### [The records]

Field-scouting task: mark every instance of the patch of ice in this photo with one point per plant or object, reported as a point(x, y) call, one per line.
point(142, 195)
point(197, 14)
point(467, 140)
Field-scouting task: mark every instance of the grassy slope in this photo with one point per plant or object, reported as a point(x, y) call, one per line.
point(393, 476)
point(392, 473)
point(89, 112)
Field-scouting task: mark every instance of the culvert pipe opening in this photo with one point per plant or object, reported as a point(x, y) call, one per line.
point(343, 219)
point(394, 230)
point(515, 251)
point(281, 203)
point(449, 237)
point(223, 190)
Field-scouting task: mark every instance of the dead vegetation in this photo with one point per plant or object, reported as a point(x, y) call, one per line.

### [Written task]
Nothing in the data may differ; print all of it exactly as written.

### [Answer to this task]
Field-scouting task: mark every instance of the patch of ice in this photo with one point per plant or object, reported as a point(x, y) call, one per line.
point(142, 195)
point(197, 14)
point(467, 140)
Field-scouting task: mark every instance of the grassy slope in this photo with one point per plant or object, reported as a point(x, y) call, one per line.
point(393, 476)
point(392, 473)
point(89, 112)
Field-scouting task: mark every instance of the culvert pipe opening in this photo with one point per plant or object, reported as a point(x, y) call, one per line.
point(343, 219)
point(394, 230)
point(515, 251)
point(281, 203)
point(449, 237)
point(223, 190)
Field-scouting task: mark every instance of the dead vegetation in this photo with one point per plant or object, reported as a point(x, y) call, one per line.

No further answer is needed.